- EXERCISE A -
Print everything from "William E. Melahn, Follick" down to "Consumption Entry Bond." in the court decision below, word for word.

- DOCUMENT EXTRACT -

U.S. v. Utex Intern. Inc.
Decision Date | 08 September 1988 |
Docket Number | No. 87-1414,87-1414 |
Citation | 857 F.2d 1408 |
Parties | , 6 Fed. Cir. (T) 166 UNITED STATES of America, Plaintiff-Appellee, v. UTEX INTERNATIONAL INC., Defendant, and Sentry Insurance Company, Defendant-Appellant. |
Court | U.S. Court of Appeals — Federal Circuit |
Barbara M. Epstein, Commercial Litigation Branch, Dept. of Justice, New York City, argued for plaintiff-appellee. With her on the brief were Richard K. Willard, Asst. Atty. Gen., David M. Cohen, Director and Joseph I. Liebman, Atty. in Charge, Intern. Trade Field Office.
William E. Melahn, Follick & Bessich, Boston, Mass., argued for defendant-appellant. With him on the brief was Angela Violin.
Before FRIEDMAN, DAVIS * and NEWMAN, Circuit Judges.
In this action on a surety bond brought under 28 U.S.C. Sec. 1582(2), Sentry Insurance Company appeals the judgment of the United States Court of International Trade awarding liquidated damages to the United States in the amount of $11,718. 1 We reverse.
Utex International Inc. ("Utex") imported from India, through the Port of New York, 115 cartons of frozen shrimp. On February 1, 1980 the goods were released to Utex on the posting by Sentry Insurance Company ("Sentry") of a Single Entry Immediate Delivery and Consumption Entry Bond.

- RECORD EXCERPTS -
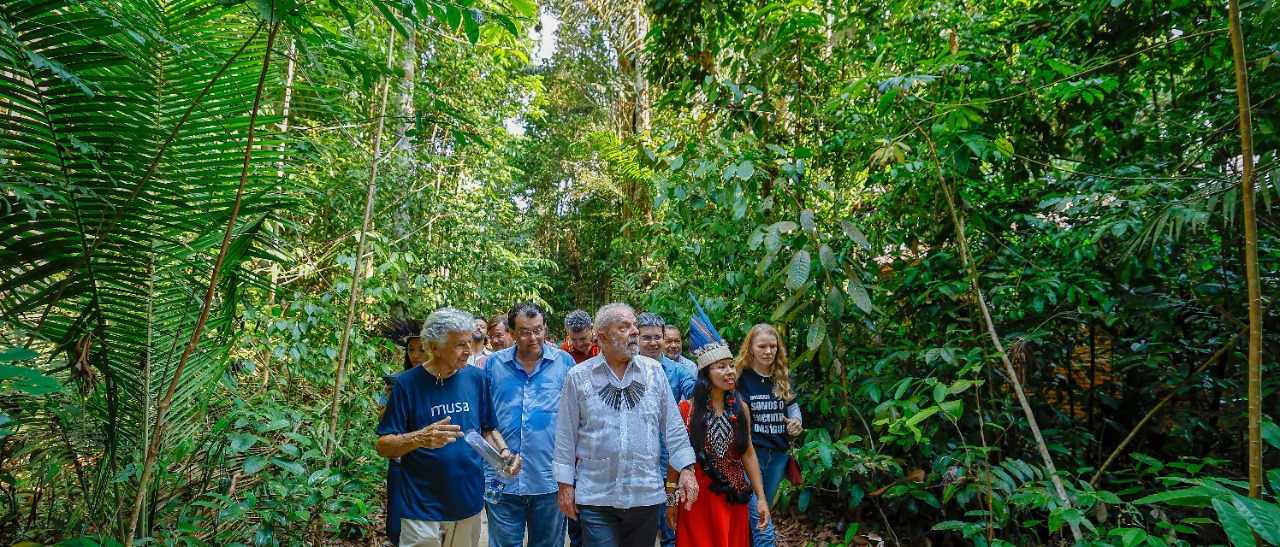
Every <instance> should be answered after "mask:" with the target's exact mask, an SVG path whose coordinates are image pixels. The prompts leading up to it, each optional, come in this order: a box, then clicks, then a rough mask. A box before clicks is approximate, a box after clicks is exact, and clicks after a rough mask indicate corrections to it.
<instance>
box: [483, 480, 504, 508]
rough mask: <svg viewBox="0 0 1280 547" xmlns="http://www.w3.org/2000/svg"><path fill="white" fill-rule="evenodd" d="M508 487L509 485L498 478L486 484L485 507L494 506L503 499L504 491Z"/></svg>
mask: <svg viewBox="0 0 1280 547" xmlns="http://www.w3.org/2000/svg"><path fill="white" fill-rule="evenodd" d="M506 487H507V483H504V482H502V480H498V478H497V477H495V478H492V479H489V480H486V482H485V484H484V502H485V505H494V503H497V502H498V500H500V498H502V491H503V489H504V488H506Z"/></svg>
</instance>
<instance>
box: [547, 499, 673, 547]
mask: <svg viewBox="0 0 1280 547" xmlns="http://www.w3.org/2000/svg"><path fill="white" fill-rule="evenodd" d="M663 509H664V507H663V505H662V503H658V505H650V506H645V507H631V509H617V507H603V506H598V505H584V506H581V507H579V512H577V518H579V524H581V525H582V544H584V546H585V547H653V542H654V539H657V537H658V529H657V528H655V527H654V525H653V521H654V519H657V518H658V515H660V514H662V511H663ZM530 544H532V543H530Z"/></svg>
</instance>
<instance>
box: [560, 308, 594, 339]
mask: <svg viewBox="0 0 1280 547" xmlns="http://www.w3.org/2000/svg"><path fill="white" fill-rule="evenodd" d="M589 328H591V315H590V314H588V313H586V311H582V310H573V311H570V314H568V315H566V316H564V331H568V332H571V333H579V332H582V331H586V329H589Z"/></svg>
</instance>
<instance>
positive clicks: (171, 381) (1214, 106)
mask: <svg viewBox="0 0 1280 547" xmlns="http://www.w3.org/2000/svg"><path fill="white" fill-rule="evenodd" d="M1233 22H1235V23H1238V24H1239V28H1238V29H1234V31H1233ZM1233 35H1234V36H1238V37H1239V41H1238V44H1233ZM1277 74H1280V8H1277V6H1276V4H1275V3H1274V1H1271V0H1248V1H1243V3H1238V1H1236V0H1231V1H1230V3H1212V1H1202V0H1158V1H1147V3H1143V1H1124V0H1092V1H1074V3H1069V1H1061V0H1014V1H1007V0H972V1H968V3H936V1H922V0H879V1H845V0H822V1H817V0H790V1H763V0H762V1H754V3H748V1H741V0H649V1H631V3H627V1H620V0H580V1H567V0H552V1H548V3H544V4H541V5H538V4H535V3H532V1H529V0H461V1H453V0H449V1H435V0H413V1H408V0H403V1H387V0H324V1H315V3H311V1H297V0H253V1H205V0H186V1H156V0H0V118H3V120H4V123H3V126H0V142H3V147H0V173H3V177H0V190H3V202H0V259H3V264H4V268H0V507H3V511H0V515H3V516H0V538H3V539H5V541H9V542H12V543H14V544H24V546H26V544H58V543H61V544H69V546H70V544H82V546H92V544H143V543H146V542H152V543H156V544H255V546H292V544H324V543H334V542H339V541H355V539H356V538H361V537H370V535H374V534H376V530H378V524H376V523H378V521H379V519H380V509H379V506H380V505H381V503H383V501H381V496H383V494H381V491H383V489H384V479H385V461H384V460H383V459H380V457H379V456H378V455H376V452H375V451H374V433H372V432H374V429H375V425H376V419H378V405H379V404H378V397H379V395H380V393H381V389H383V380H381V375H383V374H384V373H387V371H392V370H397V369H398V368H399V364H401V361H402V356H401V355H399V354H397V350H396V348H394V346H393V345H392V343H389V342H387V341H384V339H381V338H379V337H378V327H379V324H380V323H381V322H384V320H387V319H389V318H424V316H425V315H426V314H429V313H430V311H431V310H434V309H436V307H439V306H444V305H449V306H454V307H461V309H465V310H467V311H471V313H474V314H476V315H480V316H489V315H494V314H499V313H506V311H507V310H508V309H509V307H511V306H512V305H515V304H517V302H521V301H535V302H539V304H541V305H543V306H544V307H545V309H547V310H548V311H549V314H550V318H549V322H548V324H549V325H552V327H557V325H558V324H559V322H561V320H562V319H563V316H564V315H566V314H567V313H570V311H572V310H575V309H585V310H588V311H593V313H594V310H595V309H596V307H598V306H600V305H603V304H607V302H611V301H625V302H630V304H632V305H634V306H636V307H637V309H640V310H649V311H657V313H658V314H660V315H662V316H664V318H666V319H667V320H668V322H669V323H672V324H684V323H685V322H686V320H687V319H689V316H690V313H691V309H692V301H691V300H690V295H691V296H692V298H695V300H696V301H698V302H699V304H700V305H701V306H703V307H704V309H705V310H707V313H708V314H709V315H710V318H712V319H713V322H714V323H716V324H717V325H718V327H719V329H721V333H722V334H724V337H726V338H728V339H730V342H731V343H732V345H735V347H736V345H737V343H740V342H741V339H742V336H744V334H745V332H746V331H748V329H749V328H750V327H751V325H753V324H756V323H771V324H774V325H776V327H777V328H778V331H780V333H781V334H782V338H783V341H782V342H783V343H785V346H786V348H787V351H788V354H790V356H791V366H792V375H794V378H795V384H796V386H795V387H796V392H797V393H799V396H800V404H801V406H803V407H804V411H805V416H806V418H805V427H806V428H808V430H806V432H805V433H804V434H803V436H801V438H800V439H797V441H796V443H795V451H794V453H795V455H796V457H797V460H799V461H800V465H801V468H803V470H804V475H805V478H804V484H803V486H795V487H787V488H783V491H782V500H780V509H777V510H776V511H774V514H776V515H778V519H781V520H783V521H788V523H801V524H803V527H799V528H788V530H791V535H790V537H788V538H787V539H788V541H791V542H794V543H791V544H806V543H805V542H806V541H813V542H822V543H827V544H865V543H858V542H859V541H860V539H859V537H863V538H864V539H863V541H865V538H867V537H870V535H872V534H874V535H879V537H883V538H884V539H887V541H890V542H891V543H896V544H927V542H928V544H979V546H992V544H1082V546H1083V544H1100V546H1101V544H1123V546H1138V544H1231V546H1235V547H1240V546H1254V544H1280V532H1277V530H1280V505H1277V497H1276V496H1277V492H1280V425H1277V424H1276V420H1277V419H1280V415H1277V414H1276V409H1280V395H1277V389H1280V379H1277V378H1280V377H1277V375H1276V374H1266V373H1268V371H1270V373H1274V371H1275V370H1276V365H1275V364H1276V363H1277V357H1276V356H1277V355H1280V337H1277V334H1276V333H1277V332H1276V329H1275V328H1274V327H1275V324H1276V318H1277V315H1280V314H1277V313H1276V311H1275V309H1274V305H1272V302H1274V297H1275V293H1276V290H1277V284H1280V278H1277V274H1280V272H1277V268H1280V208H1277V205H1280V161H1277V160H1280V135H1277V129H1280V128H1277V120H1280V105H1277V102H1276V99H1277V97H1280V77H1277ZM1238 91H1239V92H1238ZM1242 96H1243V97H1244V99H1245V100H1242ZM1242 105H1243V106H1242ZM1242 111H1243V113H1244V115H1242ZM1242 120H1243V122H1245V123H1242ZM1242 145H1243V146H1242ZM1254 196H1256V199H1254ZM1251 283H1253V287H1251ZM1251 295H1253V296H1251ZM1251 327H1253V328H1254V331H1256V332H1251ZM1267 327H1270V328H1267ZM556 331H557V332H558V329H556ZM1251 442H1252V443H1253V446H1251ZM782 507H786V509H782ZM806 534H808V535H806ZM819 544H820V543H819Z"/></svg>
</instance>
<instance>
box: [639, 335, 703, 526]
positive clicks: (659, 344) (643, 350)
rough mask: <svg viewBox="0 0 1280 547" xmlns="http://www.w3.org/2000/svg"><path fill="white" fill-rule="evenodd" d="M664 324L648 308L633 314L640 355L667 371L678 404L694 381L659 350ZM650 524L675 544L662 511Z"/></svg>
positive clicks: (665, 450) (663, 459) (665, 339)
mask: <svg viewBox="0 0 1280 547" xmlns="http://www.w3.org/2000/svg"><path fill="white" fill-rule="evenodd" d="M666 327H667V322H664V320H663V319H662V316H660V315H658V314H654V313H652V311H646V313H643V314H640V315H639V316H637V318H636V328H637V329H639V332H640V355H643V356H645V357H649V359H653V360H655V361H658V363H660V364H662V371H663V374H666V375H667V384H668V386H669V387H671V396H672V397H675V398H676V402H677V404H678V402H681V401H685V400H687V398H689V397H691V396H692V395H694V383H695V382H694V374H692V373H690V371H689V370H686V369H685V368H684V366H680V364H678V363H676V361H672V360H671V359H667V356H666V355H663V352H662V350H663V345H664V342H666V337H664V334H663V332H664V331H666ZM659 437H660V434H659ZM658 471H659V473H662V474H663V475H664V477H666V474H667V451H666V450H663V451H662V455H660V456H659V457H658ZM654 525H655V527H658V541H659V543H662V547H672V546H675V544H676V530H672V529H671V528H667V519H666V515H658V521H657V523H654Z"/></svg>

* * *

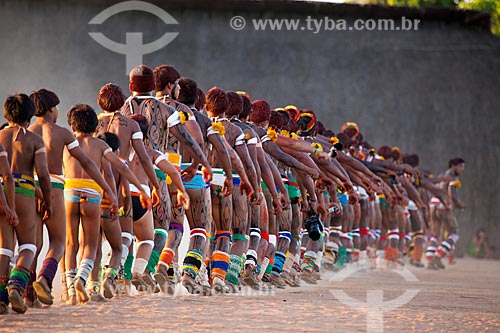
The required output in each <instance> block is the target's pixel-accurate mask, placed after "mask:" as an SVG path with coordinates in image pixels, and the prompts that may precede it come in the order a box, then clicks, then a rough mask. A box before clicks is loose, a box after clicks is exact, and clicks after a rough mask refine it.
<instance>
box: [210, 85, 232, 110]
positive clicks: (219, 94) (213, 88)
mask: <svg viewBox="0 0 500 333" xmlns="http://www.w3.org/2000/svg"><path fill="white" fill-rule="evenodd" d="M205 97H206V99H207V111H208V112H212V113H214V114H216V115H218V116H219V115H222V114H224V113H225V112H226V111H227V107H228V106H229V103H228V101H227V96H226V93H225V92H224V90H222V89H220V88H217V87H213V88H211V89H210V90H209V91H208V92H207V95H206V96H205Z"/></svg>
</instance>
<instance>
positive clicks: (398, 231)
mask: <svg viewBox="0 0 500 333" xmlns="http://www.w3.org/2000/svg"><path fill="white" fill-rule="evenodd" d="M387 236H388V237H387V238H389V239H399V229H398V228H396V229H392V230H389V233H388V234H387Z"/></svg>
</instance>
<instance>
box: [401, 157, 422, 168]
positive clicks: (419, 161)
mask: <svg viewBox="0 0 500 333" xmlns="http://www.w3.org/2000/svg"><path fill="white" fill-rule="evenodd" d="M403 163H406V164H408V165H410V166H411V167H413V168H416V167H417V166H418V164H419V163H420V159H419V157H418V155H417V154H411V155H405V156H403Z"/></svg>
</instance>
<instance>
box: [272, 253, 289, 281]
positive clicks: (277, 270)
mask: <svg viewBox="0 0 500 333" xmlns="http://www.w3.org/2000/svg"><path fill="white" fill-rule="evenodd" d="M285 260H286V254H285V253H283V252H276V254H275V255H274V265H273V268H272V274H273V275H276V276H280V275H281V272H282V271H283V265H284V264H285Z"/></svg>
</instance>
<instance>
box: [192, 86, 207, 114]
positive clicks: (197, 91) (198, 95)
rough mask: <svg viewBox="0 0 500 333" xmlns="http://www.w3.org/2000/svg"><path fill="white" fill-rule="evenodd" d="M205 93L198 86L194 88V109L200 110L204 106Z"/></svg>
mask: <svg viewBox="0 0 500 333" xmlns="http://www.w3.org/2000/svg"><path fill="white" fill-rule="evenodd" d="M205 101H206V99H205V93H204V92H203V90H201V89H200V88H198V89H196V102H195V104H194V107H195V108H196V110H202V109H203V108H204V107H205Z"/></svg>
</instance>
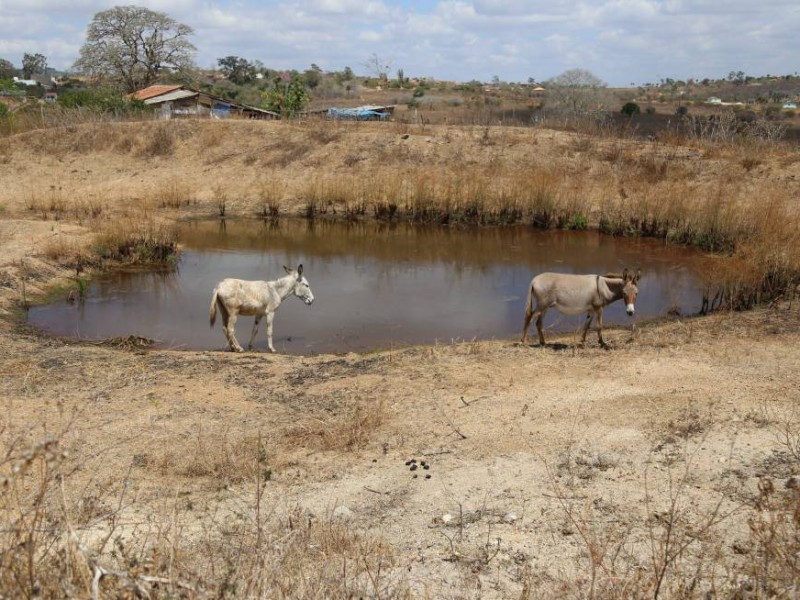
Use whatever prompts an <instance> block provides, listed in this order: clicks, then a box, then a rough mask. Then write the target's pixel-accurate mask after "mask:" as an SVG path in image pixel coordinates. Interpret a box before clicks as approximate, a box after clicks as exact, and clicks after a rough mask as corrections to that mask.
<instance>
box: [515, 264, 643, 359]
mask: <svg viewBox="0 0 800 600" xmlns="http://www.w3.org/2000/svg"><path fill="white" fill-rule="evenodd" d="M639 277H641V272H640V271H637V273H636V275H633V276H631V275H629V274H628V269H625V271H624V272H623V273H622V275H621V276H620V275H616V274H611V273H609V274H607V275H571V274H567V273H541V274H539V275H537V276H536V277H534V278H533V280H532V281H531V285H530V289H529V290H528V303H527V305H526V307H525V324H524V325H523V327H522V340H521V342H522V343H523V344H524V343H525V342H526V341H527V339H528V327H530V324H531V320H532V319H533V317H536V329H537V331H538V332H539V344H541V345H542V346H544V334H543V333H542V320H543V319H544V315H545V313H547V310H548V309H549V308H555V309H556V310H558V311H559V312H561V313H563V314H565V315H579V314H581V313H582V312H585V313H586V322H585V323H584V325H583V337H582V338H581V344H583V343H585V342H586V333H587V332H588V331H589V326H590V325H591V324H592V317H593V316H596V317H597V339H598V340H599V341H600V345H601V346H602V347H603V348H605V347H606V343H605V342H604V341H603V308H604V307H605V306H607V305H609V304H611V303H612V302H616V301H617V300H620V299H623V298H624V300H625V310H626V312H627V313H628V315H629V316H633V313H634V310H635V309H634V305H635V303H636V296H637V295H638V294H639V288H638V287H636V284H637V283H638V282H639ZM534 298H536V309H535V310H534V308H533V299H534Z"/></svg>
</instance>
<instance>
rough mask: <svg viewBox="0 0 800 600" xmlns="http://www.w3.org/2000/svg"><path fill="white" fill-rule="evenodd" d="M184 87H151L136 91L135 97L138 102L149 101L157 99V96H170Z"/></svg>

- EXERCISE B -
Output everything in the first block of entries above from the line that contains "Every <instance> should" down to the line that contains "box: [483, 480, 504, 508]", including both of those lines, unchanged and with nothing else.

- TASK RESULT A -
William E. Melahn, Follick & Bessich, Boston, Mass., argued for defendant-appellant. With him on the brief was Angela Violin.
Before FRIEDMAN, DAVIS * and NEWMAN, Circuit Judges.
In this action on a surety bond brought under 28 U.S.C. Sec. 1582(2), Sentry Insurance Company appeals the judgment of the United States Court of International Trade awarding liquidated damages to the United States in the amount of $11,718. 1 We reverse.
Utex International Inc. ("Utex") imported from India, through the Port of New York, 115 cartons of frozen shrimp. On February 1, 1980 the goods were released to Utex on the posting by Sentry Insurance Company ("Sentry") of a Single Entry Immediate Delivery and Consumption Entry Bond.

- TASK RESULT B -
Every <instance> should be answered after "mask:" with the target's exact mask, an SVG path whose coordinates are image pixels. The prompts leading up to it, each optional, come in this order: a box, then clicks, then a rough mask. A box before clicks is approximate, a box after clicks is exact, and clicks after a rough mask indicate corrections to it.
<instance>
box: [483, 480, 504, 508]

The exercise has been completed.